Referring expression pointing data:
-------------------------

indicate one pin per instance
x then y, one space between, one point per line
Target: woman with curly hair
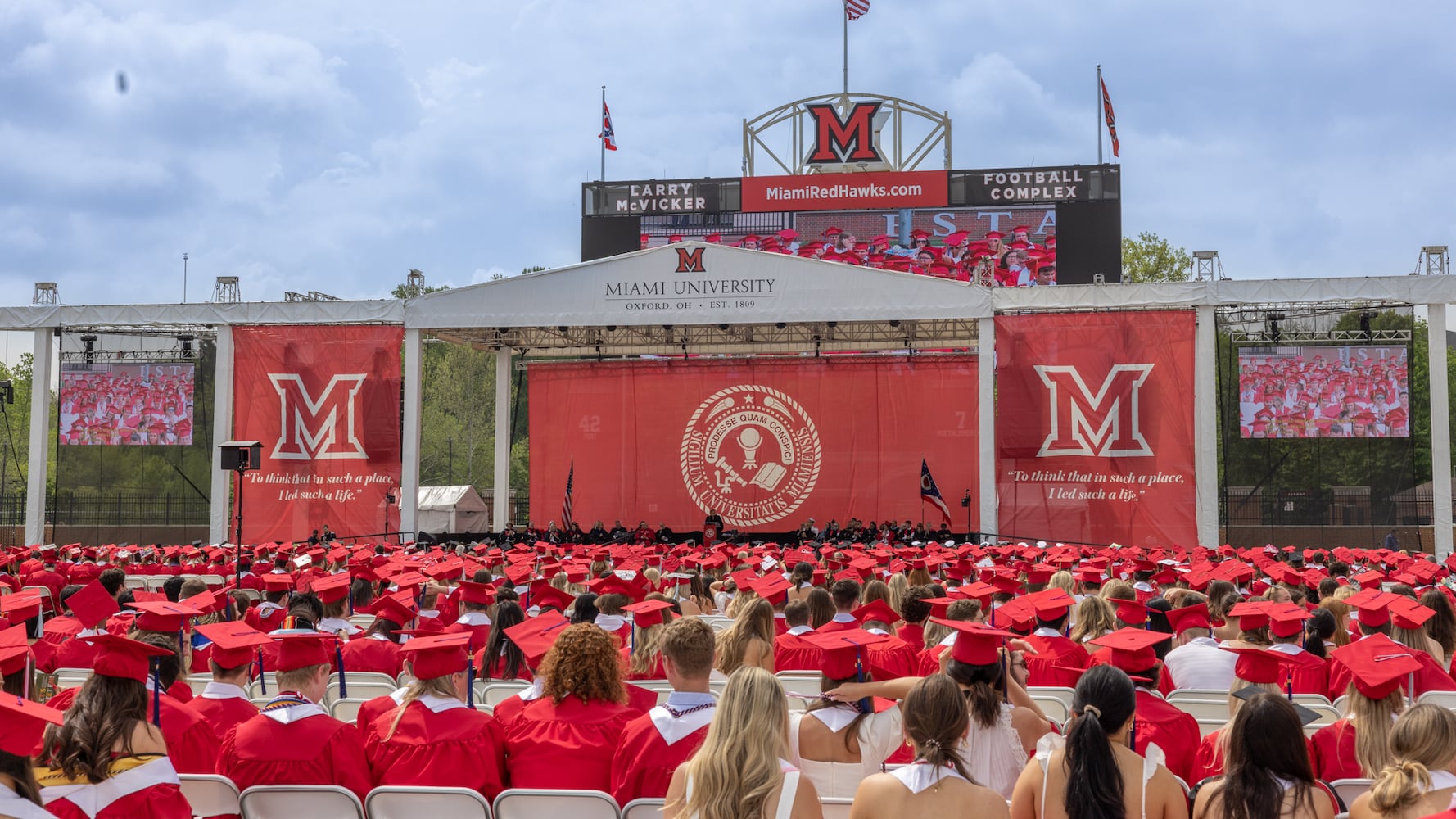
740 771
565 740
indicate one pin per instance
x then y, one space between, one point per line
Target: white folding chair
1205 708
526 803
495 693
1349 790
346 710
1053 707
387 802
210 794
644 809
290 802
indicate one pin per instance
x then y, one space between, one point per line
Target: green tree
1151 258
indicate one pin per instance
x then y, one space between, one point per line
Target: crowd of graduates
926 654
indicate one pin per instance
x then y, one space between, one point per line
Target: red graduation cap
845 656
440 654
233 641
649 613
976 645
303 649
123 658
1132 649
332 589
1377 665
24 725
92 604
1188 617
536 636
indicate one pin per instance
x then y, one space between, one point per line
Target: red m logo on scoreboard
319 428
851 138
1107 423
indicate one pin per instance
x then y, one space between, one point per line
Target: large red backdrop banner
1094 426
766 443
325 404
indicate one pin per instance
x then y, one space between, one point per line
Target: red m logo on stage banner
690 261
1089 423
851 138
312 426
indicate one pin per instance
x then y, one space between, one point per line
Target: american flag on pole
609 138
931 493
565 503
1107 114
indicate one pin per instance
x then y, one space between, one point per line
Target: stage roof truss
724 338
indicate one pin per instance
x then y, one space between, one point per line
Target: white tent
452 509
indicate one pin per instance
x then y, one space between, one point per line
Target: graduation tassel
156 693
344 682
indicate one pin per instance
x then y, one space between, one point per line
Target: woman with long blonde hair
1094 618
432 738
748 641
740 771
1418 781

-------------------------

Goal of the exercise: Make an exact copy of the data, leaving its pictures out.

Response area:
indicate one pin per instance
x then y, one space between, one point per line
Target: woman with curly hair
740 771
565 740
indicate one pin per instance
x then y, one space between, one point per line
Target: white folding chair
1205 708
526 803
495 693
1349 790
346 710
1053 707
387 802
210 794
644 809
290 802
indicate one pin per instance
x then y, one space between, one point per line
Target: green tree
1151 258
indicate one pin per instance
x then y, one space between, one point per line
Target: crowd of graduates
926 654
indicate one pin per instance
x then y, one space between, one point per line
Target: red graduation cap
845 656
440 654
233 641
649 613
976 645
303 649
123 658
1132 649
332 589
1377 665
24 725
92 604
1188 617
536 636
indicate one pin per instance
x then y, one space between, one point per line
Target: red m logo on scoreboard
319 428
851 138
1107 423
indicate one pin per instance
x then y, one space between, one point per line
Target: large red backdrop banner
1094 426
766 443
325 404
indicate one pin per instance
x then y, one space between, one point per line
Target: red m logo on stage banner
690 261
1089 423
851 138
312 426
indicate one pin per instance
x then y, one space between, one point per line
Target: american flag on pole
609 138
931 493
565 503
1107 114
indicate one pin per instance
x then y, one space between, one point per line
Target: stage roof truss
724 338
indicate one pin per instance
x then y, one space between, one point per line
Target: white tent
452 509
indicate one pin per instance
x then y, one space between, one point per line
Target: graduation tassel
156 693
344 682
indicate one pin per instance
x then y, one space between, one point per line
Target: woman with long blonde hair
1094 618
432 738
748 641
740 771
1418 781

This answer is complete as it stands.